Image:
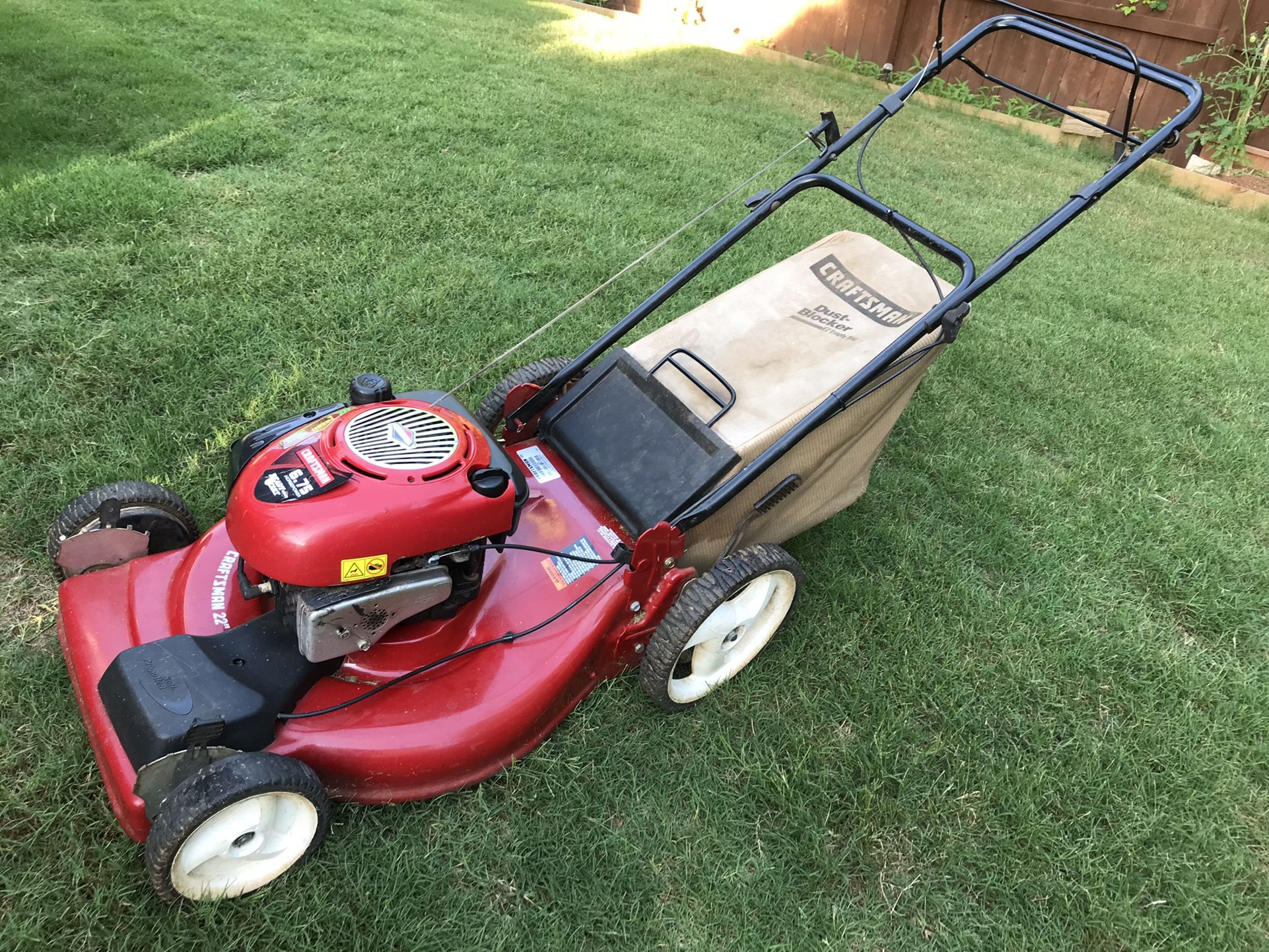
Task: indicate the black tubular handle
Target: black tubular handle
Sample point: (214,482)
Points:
(1060,27)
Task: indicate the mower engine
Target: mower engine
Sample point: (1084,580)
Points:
(359,517)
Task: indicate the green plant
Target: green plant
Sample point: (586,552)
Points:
(1236,90)
(1131,8)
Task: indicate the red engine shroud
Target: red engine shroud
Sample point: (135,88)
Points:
(442,731)
(352,508)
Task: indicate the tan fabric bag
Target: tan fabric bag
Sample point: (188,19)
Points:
(786,339)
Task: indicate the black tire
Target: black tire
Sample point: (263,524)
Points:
(539,372)
(144,507)
(667,654)
(213,790)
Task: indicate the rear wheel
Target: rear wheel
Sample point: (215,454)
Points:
(539,374)
(236,825)
(718,625)
(146,509)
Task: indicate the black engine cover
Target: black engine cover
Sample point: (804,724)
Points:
(225,689)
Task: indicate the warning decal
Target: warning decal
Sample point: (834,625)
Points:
(312,429)
(537,463)
(565,572)
(363,569)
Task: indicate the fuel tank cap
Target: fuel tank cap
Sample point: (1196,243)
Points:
(368,389)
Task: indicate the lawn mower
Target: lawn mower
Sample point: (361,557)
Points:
(405,595)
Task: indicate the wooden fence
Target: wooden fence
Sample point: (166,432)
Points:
(901,32)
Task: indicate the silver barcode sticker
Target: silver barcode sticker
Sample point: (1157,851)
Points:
(537,463)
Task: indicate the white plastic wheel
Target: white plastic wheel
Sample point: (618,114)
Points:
(245,846)
(732,636)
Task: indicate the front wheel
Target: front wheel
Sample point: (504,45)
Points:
(236,825)
(116,524)
(718,625)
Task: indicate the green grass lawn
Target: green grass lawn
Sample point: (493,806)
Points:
(1025,704)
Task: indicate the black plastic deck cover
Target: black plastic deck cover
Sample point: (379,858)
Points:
(634,442)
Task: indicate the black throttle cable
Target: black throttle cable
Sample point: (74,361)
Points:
(504,640)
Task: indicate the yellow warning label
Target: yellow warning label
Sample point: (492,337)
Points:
(363,569)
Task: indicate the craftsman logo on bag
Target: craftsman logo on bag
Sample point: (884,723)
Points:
(860,296)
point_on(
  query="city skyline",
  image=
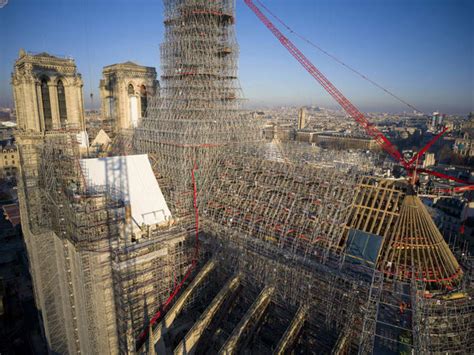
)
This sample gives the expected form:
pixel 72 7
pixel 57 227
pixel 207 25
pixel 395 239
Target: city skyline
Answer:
pixel 420 50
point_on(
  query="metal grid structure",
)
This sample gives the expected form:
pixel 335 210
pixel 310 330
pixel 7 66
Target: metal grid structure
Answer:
pixel 282 225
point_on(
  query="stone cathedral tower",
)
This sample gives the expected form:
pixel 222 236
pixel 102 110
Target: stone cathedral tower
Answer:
pixel 47 92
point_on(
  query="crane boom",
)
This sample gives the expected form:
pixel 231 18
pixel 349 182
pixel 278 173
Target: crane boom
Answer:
pixel 350 109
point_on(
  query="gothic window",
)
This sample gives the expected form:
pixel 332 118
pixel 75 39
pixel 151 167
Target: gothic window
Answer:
pixel 143 100
pixel 62 104
pixel 48 118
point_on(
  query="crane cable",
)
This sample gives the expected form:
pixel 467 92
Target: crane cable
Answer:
pixel 335 58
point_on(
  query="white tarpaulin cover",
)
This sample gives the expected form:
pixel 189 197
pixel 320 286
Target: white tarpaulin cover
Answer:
pixel 133 179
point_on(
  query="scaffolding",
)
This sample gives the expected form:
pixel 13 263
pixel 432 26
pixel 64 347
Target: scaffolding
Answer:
pixel 312 250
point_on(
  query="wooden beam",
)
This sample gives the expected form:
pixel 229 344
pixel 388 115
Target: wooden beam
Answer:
pixel 171 315
pixel 188 344
pixel 253 315
pixel 291 334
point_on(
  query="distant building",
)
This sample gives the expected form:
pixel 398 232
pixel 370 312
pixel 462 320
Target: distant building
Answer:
pixel 8 160
pixel 301 118
pixel 429 160
pixel 344 141
pixel 464 146
pixel 125 91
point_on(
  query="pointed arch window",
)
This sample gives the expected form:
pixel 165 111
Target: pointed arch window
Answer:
pixel 62 104
pixel 47 116
pixel 143 100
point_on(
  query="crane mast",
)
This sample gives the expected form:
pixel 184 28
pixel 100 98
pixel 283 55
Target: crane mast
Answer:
pixel 350 109
pixel 353 111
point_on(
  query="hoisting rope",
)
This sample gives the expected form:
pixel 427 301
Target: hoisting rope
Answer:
pixel 333 57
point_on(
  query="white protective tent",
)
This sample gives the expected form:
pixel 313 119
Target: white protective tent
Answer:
pixel 133 179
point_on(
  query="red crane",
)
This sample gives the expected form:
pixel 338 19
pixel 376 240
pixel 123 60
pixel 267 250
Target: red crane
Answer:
pixel 351 110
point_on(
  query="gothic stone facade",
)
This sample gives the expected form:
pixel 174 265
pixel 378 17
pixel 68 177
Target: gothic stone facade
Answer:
pixel 125 91
pixel 47 92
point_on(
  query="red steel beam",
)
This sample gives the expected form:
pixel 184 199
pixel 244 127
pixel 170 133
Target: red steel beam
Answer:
pixel 350 109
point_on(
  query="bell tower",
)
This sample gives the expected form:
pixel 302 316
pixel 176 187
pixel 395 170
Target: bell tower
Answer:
pixel 47 92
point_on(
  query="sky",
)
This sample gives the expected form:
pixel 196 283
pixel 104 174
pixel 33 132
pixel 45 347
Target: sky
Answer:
pixel 422 50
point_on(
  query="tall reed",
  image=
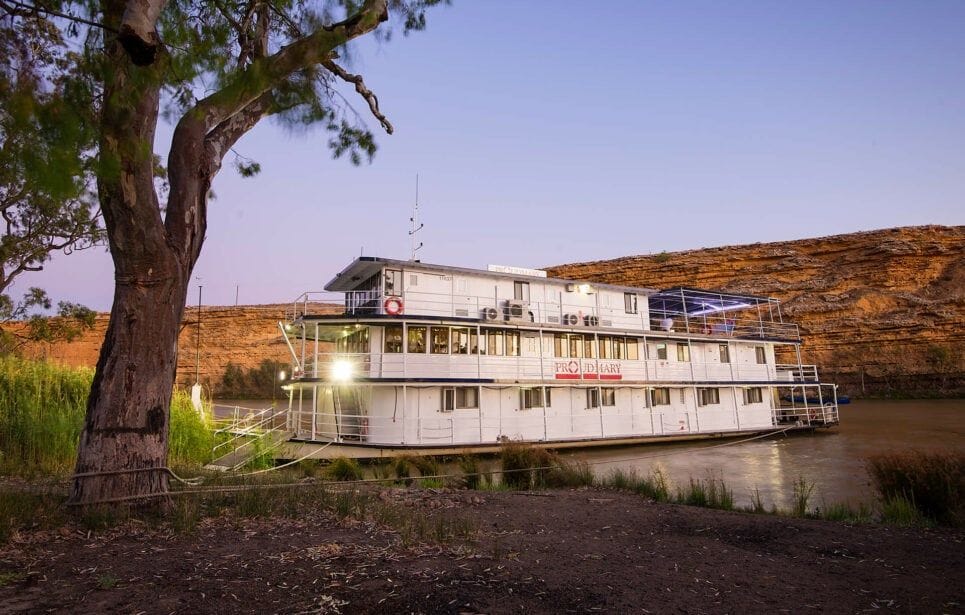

# # # #

_WHAT THE EXERCISE ASKS:_ Only the lines above starting at the one containing "Task: indicate the black tubular handle" and ending at the one containing "Task: indicate the tan fabric bag", both included, are to be returned, exactly as they read.

_FINISHED EXERCISE:_
Task: indicate the black tubular handle
Target: black tubular handle
Sample point: (214,482)
Points:
(1060,27)
Task: indicate the mower engine
Target: mower engine
Sample point: (1084,580)
Points:
(359,517)
Task: indicate the green plant
Target: green plant
Sample point: (586,552)
Points:
(1236,90)
(1131,8)
Task: indicate the red engine shroud
Target: red engine shroud
Sample point: (135,88)
Points:
(442,731)
(352,508)
Task: indicate the tan fabric bag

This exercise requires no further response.